*** Opening of Information shown ***

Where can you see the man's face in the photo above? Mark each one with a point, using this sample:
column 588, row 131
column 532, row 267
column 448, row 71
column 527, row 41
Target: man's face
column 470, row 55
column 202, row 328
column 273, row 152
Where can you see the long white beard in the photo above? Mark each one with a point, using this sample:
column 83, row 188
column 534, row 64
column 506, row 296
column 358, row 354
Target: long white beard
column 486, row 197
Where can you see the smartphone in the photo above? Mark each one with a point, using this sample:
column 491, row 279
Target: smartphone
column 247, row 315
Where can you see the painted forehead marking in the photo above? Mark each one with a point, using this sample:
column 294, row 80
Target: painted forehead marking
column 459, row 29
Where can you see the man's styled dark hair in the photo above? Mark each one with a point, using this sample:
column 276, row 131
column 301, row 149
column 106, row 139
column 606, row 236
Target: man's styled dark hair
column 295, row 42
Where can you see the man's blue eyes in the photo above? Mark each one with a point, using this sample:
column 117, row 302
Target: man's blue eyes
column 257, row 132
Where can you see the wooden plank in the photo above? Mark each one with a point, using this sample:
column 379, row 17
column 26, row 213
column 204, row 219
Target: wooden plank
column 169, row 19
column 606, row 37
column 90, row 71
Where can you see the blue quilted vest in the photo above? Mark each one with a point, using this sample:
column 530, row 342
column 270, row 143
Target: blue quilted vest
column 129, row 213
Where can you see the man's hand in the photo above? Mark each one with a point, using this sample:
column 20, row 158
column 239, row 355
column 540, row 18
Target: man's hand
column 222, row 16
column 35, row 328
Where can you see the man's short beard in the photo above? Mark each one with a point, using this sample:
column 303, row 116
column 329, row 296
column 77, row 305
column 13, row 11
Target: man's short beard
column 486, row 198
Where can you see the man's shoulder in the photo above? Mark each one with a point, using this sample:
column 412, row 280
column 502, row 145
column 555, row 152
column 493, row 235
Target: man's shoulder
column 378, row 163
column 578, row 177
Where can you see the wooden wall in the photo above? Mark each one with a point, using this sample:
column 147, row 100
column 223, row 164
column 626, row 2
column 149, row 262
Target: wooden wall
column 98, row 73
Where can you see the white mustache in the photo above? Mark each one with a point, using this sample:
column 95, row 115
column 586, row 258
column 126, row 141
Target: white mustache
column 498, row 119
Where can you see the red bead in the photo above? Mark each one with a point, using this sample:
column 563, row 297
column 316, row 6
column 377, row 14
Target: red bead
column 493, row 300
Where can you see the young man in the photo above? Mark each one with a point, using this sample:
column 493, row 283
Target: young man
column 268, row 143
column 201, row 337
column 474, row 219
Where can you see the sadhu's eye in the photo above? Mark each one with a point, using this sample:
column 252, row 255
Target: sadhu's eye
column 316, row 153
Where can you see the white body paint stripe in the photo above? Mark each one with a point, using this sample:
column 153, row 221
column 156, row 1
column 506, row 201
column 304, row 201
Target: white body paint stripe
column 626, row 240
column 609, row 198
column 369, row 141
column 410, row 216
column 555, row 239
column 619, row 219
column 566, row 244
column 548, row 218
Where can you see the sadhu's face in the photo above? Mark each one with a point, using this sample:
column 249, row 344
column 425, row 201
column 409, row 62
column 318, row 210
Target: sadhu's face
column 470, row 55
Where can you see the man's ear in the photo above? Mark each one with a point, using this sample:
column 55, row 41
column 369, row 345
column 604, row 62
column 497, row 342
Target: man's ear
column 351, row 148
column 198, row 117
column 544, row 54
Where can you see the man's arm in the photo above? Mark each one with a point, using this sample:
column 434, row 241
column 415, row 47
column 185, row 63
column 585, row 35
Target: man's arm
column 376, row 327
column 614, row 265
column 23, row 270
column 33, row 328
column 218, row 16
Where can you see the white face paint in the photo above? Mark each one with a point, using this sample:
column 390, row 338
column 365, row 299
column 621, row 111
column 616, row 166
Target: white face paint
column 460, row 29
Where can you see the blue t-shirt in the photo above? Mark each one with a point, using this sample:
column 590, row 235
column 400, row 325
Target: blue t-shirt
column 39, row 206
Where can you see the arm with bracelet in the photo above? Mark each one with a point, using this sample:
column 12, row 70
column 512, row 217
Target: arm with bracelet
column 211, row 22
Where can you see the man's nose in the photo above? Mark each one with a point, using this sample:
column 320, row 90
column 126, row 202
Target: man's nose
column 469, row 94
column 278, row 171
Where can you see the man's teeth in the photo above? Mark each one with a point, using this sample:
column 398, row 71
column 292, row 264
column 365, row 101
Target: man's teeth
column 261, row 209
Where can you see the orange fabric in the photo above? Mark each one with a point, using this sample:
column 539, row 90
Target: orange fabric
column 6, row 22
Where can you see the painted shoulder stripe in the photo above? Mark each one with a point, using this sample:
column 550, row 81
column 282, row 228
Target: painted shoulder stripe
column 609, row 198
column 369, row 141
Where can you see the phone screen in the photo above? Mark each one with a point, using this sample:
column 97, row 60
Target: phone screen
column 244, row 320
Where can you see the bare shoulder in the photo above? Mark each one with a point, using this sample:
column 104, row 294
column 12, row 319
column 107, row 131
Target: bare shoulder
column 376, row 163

*** Close of Information shown ***
*** Opening of Information shown ***

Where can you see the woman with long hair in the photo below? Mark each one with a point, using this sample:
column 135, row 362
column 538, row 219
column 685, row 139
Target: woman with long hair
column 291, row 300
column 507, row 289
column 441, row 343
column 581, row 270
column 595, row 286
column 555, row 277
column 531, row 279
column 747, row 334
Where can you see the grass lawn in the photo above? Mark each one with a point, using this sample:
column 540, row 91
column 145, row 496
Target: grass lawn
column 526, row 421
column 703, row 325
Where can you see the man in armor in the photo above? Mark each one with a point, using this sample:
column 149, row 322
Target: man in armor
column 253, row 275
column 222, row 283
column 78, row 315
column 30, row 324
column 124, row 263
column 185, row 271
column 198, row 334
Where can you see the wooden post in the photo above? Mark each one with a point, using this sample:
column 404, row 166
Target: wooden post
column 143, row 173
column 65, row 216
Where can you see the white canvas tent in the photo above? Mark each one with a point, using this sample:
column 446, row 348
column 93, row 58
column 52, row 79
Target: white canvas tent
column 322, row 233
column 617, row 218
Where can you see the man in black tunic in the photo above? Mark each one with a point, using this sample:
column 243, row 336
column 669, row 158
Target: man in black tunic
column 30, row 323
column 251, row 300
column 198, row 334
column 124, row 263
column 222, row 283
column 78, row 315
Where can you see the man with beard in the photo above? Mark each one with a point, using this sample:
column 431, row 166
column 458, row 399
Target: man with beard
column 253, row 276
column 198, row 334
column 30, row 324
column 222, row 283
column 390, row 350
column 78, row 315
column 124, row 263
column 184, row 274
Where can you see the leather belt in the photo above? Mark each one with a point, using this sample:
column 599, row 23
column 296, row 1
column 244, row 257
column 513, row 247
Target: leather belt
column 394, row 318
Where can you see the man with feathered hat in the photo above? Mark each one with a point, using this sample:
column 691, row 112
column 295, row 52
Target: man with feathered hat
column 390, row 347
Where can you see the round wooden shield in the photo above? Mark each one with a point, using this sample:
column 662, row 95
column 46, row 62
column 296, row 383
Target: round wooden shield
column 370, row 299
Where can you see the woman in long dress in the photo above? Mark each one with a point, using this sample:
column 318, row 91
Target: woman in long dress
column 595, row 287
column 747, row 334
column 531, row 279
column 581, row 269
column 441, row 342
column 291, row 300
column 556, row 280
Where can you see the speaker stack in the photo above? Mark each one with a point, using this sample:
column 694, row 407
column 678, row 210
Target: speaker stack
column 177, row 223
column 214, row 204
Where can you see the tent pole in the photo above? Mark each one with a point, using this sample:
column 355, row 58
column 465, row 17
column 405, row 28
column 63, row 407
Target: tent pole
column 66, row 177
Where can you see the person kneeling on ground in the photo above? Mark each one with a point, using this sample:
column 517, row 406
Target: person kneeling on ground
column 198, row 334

*** Close of Information shown ***

Your objective: A word-for-word copy of the lines above from the one with "Where can you see the woman with" through the one with "column 149, row 322", inclusive, is the only output wanted.

Problem solution:
Where can you see the woman with long hair in the photo below? Mark each one with a point, using this sample:
column 135, row 362
column 538, row 219
column 685, row 139
Target: woman with long hair
column 291, row 300
column 507, row 289
column 441, row 343
column 581, row 270
column 595, row 286
column 555, row 277
column 531, row 279
column 747, row 334
Where can you see the grass lawn in the photo above? Mark each one with a point, using this sample:
column 540, row 91
column 145, row 496
Target: grass lawn
column 526, row 421
column 703, row 325
Where can you see the man in armor in the photo above? Mark each one with a point, using this sample:
column 149, row 322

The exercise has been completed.